Problem details =
Retype the note on MCE support in older Linux kernels word for word, keeping its line breaks and list markers.

Text extract =
****
But the code is broken if running on Linux between v2.6.32 and
v2.6.36: it will clear MCG_SER_P silently (and silently enable
MCG_SER_P when migrating to a newer host).

But I don't know what we should do on those cases. If we abort
initialization when the host doesn't support MCG_SER_P, all CPU
models with MCE and MCA enabled will become unrunnable on Linux
between v2.6.32 and v2.6.36. Should we do that, and simply ask
people to upgrade their kernels (or explicitly disable MCE) if
they want to run latest QEMU?

For reference, these are the capabilities returned by Linux:
* KVM_MAX_MCE_BANKS is 32 since
  890ca9aefa78f7831f8f633cab9e4803636dffe4 (v2.6.32-rc1~693^2~199)
* KVM_MCE_CAP_SUPPORTED is (MCG_CTL_P | MCG_SER_P) since
  5854dbca9b235f8cdd414a0961018763d2d5bf77 (v2.6.37-rc1~142^2~3)
* KVM_MCE_CAP_SUPPORTED is MCG_CTL_P between
  890ca9aefa78f7831f8f633cab9e4803636dffe4 (v2.6.32-rc1~693^2~199)
****
Provided material =

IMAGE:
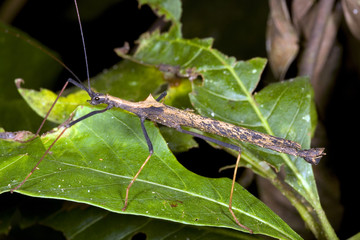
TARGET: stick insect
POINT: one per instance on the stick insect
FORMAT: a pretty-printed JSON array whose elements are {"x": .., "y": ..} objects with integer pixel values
[{"x": 154, "y": 110}]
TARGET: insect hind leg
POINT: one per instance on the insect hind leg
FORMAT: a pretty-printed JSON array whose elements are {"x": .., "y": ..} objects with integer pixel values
[{"x": 231, "y": 146}]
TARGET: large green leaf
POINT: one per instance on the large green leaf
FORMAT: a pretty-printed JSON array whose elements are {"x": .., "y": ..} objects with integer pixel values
[
  {"x": 226, "y": 93},
  {"x": 77, "y": 222},
  {"x": 93, "y": 165}
]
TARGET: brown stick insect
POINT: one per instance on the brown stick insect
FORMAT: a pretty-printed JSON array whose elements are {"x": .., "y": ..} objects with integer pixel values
[{"x": 156, "y": 111}]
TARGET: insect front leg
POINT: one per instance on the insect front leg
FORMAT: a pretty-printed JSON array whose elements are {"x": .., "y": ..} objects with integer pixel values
[{"x": 151, "y": 150}]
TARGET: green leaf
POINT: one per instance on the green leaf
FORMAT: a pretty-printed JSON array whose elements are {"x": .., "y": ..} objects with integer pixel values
[
  {"x": 226, "y": 94},
  {"x": 93, "y": 165},
  {"x": 84, "y": 222}
]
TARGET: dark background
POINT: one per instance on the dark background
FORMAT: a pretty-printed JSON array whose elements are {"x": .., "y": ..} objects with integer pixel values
[{"x": 239, "y": 30}]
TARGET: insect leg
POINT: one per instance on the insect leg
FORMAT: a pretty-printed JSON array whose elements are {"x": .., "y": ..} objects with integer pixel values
[
  {"x": 162, "y": 96},
  {"x": 57, "y": 138},
  {"x": 231, "y": 146},
  {"x": 151, "y": 150},
  {"x": 47, "y": 114}
]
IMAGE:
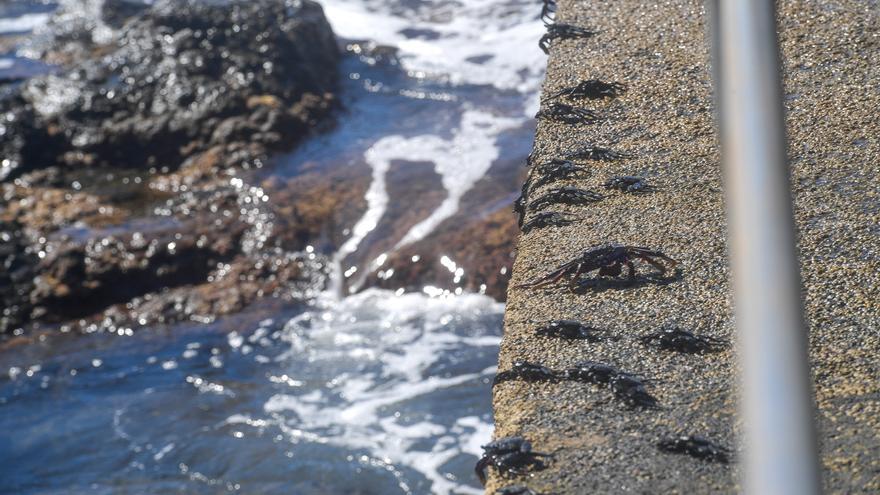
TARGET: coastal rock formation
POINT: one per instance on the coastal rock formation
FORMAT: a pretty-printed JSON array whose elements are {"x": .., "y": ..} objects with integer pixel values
[{"x": 177, "y": 79}]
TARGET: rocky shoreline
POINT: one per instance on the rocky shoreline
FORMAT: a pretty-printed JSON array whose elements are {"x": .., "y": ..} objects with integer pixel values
[
  {"x": 128, "y": 179},
  {"x": 138, "y": 171}
]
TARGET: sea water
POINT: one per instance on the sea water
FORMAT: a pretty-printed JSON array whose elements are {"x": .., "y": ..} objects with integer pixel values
[{"x": 372, "y": 392}]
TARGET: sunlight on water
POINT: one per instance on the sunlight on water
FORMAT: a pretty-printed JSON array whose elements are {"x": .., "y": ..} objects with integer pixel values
[{"x": 378, "y": 392}]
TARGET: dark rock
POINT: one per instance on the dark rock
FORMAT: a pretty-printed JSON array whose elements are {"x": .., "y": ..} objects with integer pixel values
[
  {"x": 178, "y": 78},
  {"x": 17, "y": 269}
]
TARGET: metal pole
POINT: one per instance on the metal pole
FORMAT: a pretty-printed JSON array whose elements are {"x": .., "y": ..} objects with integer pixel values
[{"x": 780, "y": 443}]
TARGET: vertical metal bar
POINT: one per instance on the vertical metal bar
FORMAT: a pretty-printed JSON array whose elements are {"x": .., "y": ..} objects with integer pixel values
[{"x": 780, "y": 443}]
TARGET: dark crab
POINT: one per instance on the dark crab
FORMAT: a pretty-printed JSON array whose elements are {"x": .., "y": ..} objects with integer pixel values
[
  {"x": 528, "y": 372},
  {"x": 609, "y": 260},
  {"x": 696, "y": 446},
  {"x": 567, "y": 114},
  {"x": 628, "y": 387},
  {"x": 591, "y": 372},
  {"x": 510, "y": 455},
  {"x": 678, "y": 340},
  {"x": 631, "y": 390},
  {"x": 553, "y": 170},
  {"x": 569, "y": 195},
  {"x": 629, "y": 183},
  {"x": 519, "y": 206},
  {"x": 598, "y": 154},
  {"x": 562, "y": 32},
  {"x": 569, "y": 330},
  {"x": 548, "y": 12},
  {"x": 593, "y": 89},
  {"x": 548, "y": 219},
  {"x": 516, "y": 490}
]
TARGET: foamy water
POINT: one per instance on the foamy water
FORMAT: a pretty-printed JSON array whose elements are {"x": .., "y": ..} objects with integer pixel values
[{"x": 376, "y": 392}]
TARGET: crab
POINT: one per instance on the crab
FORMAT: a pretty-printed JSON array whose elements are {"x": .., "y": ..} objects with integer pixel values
[
  {"x": 569, "y": 195},
  {"x": 696, "y": 446},
  {"x": 519, "y": 206},
  {"x": 628, "y": 387},
  {"x": 592, "y": 372},
  {"x": 548, "y": 11},
  {"x": 509, "y": 455},
  {"x": 569, "y": 330},
  {"x": 528, "y": 372},
  {"x": 598, "y": 154},
  {"x": 629, "y": 183},
  {"x": 562, "y": 32},
  {"x": 515, "y": 490},
  {"x": 555, "y": 169},
  {"x": 593, "y": 89},
  {"x": 676, "y": 339},
  {"x": 609, "y": 260},
  {"x": 631, "y": 390},
  {"x": 547, "y": 219},
  {"x": 567, "y": 114}
]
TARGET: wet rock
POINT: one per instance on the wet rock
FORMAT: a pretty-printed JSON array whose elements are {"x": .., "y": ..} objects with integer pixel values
[
  {"x": 17, "y": 269},
  {"x": 483, "y": 249},
  {"x": 79, "y": 279},
  {"x": 176, "y": 79}
]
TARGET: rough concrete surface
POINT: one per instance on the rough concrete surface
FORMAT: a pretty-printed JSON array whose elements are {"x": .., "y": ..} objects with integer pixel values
[{"x": 831, "y": 53}]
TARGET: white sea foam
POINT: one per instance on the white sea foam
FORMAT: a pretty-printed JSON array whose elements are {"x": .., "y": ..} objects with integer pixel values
[
  {"x": 372, "y": 401},
  {"x": 389, "y": 354},
  {"x": 479, "y": 42},
  {"x": 486, "y": 42},
  {"x": 23, "y": 23}
]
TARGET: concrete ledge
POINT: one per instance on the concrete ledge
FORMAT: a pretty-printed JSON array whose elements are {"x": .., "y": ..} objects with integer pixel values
[{"x": 663, "y": 124}]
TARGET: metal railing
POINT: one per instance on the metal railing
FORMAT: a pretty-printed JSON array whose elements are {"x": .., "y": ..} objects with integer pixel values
[{"x": 780, "y": 442}]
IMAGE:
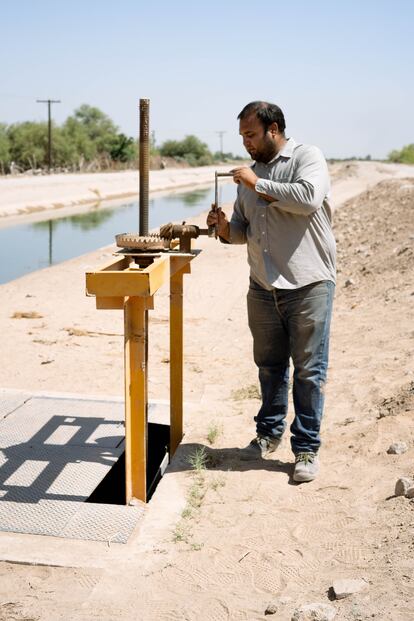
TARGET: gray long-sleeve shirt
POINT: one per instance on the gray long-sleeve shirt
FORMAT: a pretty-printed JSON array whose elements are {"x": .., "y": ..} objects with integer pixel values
[{"x": 290, "y": 241}]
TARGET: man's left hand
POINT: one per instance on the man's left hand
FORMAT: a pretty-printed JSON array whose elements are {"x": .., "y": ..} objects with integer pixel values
[{"x": 245, "y": 175}]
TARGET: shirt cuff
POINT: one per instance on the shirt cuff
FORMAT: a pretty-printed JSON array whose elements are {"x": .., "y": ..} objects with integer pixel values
[{"x": 263, "y": 186}]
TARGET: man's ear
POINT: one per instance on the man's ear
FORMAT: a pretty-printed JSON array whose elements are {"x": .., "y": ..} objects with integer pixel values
[{"x": 273, "y": 129}]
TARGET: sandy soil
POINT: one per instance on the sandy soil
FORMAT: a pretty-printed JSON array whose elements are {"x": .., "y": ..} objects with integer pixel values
[{"x": 242, "y": 535}]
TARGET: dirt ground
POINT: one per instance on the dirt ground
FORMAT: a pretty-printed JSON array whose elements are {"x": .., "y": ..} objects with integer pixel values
[{"x": 244, "y": 535}]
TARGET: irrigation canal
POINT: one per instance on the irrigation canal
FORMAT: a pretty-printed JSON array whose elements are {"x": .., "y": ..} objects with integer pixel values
[{"x": 29, "y": 247}]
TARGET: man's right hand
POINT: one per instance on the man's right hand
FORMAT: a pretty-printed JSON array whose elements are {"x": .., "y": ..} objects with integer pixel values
[{"x": 219, "y": 218}]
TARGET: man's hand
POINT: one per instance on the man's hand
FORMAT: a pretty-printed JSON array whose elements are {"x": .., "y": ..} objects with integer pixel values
[
  {"x": 245, "y": 175},
  {"x": 219, "y": 218}
]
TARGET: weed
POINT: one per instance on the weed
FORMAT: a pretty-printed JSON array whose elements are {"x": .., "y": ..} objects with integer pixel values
[
  {"x": 247, "y": 392},
  {"x": 198, "y": 459},
  {"x": 213, "y": 433},
  {"x": 217, "y": 482},
  {"x": 181, "y": 533}
]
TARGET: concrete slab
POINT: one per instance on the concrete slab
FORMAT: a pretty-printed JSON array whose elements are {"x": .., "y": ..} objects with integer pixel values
[
  {"x": 54, "y": 452},
  {"x": 97, "y": 533}
]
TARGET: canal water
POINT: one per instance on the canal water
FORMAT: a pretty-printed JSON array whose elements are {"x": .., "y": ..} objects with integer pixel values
[{"x": 30, "y": 247}]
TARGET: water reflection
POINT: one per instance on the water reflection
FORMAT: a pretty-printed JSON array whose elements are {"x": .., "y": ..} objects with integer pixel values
[
  {"x": 27, "y": 248},
  {"x": 191, "y": 198}
]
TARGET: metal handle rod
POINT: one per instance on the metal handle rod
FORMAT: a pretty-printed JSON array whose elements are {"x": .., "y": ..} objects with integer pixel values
[{"x": 144, "y": 155}]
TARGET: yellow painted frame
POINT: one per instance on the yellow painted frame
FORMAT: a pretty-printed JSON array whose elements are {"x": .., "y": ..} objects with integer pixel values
[{"x": 124, "y": 284}]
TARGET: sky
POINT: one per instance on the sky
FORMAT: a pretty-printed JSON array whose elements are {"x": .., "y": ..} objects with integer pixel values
[{"x": 342, "y": 71}]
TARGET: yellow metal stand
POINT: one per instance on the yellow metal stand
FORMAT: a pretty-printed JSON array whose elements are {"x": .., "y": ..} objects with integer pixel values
[{"x": 130, "y": 283}]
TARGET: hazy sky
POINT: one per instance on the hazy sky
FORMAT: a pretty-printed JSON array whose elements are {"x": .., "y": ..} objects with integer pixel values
[{"x": 342, "y": 71}]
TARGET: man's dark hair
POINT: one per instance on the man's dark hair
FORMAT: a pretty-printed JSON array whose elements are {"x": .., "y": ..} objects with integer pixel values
[{"x": 267, "y": 114}]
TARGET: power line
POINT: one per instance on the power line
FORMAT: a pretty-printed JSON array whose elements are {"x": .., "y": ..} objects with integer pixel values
[
  {"x": 49, "y": 117},
  {"x": 220, "y": 134}
]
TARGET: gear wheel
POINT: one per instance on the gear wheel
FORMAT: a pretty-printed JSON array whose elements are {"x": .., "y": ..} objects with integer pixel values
[{"x": 136, "y": 242}]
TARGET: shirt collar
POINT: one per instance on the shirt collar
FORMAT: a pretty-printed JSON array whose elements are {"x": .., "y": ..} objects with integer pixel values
[{"x": 286, "y": 150}]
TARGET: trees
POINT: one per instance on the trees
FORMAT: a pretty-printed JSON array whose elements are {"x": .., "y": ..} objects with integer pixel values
[
  {"x": 87, "y": 140},
  {"x": 191, "y": 149}
]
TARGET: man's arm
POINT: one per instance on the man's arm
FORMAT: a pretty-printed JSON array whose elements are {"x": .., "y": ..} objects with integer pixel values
[
  {"x": 303, "y": 195},
  {"x": 233, "y": 232}
]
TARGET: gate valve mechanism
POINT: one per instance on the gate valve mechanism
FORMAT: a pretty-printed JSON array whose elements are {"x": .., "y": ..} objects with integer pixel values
[{"x": 183, "y": 232}]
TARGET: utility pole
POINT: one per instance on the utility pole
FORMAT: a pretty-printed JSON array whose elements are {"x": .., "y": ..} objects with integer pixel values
[
  {"x": 49, "y": 116},
  {"x": 220, "y": 134}
]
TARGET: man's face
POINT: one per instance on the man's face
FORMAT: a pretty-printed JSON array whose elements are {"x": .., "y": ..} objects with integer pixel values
[{"x": 259, "y": 143}]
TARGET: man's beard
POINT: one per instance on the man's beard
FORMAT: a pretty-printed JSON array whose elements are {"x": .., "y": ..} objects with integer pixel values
[{"x": 266, "y": 153}]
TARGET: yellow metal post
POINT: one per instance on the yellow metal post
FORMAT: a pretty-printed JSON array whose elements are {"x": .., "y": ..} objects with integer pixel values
[
  {"x": 136, "y": 396},
  {"x": 176, "y": 360},
  {"x": 125, "y": 284}
]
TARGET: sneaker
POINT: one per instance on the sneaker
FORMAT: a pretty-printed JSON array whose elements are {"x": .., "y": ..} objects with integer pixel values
[
  {"x": 306, "y": 467},
  {"x": 260, "y": 447}
]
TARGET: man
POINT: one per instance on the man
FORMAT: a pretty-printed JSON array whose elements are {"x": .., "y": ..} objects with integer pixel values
[{"x": 282, "y": 213}]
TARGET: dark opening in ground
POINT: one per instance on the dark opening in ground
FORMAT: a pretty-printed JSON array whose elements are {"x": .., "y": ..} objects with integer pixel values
[{"x": 111, "y": 489}]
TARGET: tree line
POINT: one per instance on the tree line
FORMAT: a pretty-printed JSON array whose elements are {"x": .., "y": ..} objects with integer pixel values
[{"x": 88, "y": 141}]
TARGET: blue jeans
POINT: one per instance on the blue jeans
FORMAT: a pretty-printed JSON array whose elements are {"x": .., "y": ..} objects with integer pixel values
[{"x": 291, "y": 323}]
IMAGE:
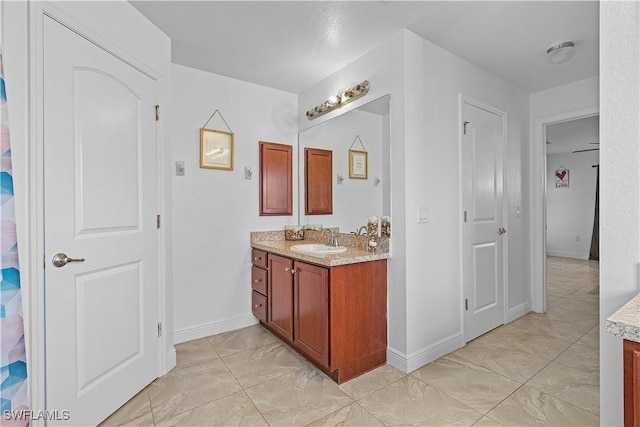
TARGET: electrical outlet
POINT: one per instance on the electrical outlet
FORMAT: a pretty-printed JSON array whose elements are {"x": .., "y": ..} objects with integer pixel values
[
  {"x": 179, "y": 168},
  {"x": 423, "y": 214}
]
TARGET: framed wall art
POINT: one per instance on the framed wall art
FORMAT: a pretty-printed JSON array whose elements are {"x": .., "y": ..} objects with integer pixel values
[
  {"x": 358, "y": 164},
  {"x": 216, "y": 149}
]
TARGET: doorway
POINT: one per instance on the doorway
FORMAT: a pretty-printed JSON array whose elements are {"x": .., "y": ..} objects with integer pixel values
[
  {"x": 539, "y": 202},
  {"x": 572, "y": 148}
]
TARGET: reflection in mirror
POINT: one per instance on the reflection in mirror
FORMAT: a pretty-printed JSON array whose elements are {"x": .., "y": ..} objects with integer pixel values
[{"x": 365, "y": 128}]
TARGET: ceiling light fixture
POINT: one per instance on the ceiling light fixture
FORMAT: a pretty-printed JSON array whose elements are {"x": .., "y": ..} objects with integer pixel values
[
  {"x": 349, "y": 95},
  {"x": 561, "y": 52}
]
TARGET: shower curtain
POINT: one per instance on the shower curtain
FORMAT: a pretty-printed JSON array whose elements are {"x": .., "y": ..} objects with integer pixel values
[{"x": 13, "y": 362}]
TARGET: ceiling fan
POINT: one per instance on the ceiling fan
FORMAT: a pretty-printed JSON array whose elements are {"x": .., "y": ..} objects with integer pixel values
[{"x": 588, "y": 149}]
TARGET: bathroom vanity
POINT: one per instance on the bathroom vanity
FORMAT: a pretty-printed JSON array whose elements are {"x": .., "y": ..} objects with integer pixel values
[
  {"x": 332, "y": 309},
  {"x": 625, "y": 323}
]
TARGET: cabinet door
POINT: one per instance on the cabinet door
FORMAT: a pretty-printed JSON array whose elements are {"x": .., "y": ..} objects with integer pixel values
[
  {"x": 281, "y": 295},
  {"x": 311, "y": 311},
  {"x": 318, "y": 181},
  {"x": 631, "y": 358},
  {"x": 276, "y": 179}
]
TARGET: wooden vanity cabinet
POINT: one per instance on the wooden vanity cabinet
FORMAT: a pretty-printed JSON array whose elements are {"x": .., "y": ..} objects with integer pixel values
[
  {"x": 311, "y": 311},
  {"x": 259, "y": 299},
  {"x": 335, "y": 316},
  {"x": 281, "y": 296},
  {"x": 631, "y": 358}
]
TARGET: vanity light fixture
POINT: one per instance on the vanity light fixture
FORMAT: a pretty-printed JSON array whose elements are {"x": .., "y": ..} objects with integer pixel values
[
  {"x": 351, "y": 94},
  {"x": 561, "y": 52}
]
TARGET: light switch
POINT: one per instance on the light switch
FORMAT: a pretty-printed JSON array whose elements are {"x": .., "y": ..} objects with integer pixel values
[
  {"x": 179, "y": 168},
  {"x": 248, "y": 172},
  {"x": 423, "y": 214}
]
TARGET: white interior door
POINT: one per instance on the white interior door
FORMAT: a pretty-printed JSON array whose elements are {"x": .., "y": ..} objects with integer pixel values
[
  {"x": 483, "y": 228},
  {"x": 100, "y": 205}
]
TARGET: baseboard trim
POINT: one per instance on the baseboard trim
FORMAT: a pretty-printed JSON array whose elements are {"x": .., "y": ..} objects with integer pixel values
[
  {"x": 519, "y": 311},
  {"x": 172, "y": 360},
  {"x": 213, "y": 328},
  {"x": 564, "y": 254},
  {"x": 415, "y": 360}
]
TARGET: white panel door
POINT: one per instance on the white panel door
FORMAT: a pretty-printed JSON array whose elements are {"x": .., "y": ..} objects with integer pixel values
[
  {"x": 483, "y": 228},
  {"x": 100, "y": 206}
]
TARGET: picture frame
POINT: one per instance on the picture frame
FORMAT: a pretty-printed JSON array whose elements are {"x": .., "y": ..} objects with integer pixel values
[
  {"x": 358, "y": 164},
  {"x": 216, "y": 149}
]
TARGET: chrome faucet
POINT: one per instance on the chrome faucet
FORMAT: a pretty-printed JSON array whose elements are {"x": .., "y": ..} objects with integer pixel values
[{"x": 333, "y": 239}]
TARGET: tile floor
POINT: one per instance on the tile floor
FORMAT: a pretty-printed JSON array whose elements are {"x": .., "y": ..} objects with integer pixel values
[{"x": 542, "y": 369}]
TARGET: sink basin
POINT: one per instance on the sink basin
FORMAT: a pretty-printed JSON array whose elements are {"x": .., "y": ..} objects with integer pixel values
[{"x": 318, "y": 249}]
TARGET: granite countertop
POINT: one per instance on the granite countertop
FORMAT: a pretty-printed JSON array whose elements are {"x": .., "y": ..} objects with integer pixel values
[
  {"x": 353, "y": 255},
  {"x": 625, "y": 322}
]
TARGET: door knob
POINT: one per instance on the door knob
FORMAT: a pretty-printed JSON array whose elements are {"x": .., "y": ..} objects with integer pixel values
[{"x": 61, "y": 259}]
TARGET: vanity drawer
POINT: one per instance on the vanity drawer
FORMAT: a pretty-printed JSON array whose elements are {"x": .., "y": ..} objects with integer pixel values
[
  {"x": 259, "y": 280},
  {"x": 259, "y": 258},
  {"x": 259, "y": 305}
]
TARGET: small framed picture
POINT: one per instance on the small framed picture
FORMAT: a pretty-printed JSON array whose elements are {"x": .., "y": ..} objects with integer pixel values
[
  {"x": 216, "y": 149},
  {"x": 358, "y": 164}
]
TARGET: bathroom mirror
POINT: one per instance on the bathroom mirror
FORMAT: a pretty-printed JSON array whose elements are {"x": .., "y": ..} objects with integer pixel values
[{"x": 365, "y": 128}]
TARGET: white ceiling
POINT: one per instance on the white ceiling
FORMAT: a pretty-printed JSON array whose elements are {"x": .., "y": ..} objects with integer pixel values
[
  {"x": 292, "y": 45},
  {"x": 567, "y": 137}
]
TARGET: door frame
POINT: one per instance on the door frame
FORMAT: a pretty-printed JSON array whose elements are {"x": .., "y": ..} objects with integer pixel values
[
  {"x": 466, "y": 99},
  {"x": 33, "y": 253},
  {"x": 539, "y": 201}
]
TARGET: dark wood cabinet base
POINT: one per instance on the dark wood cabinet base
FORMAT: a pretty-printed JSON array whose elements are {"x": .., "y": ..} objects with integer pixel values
[
  {"x": 346, "y": 372},
  {"x": 336, "y": 317}
]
****
Answer for this exercise =
But the code is broken if running on Linux between v2.6.32 and
v2.6.36: it will clear MCG_SER_P silently (and silently enable
MCG_SER_P when migrating to a newer host).

But I don't know what we should do on those cases. If we abort
initialization when the host doesn't support MCG_SER_P, all CPU
models with MCE and MCA enabled will become unrunnable on Linux
between v2.6.32 and v2.6.36. Should we do that, and simply ask
people to upgrade their kernels (or explicitly disable MCE) if
they want to run latest QEMU?

For reference, these are the capabilities returned by Linux:
* KVM_MAX_MCE_BANKS is 32 since
  890ca9aefa78f7831f8f633cab9e4803636dffe4 (v2.6.32-rc1~693^2~199)
* KVM_MCE_CAP_SUPPORTED is (MCG_CTL_P | MCG_SER_P) since
  5854dbca9b235f8cdd414a0961018763d2d5bf77 (v2.6.37-rc1~142^2~3)
* KVM_MCE_CAP_SUPPORTED is MCG_CTL_P between
  890ca9aefa78f7831f8f633cab9e4803636dffe4 (v2.6.32-rc1~693^2~199)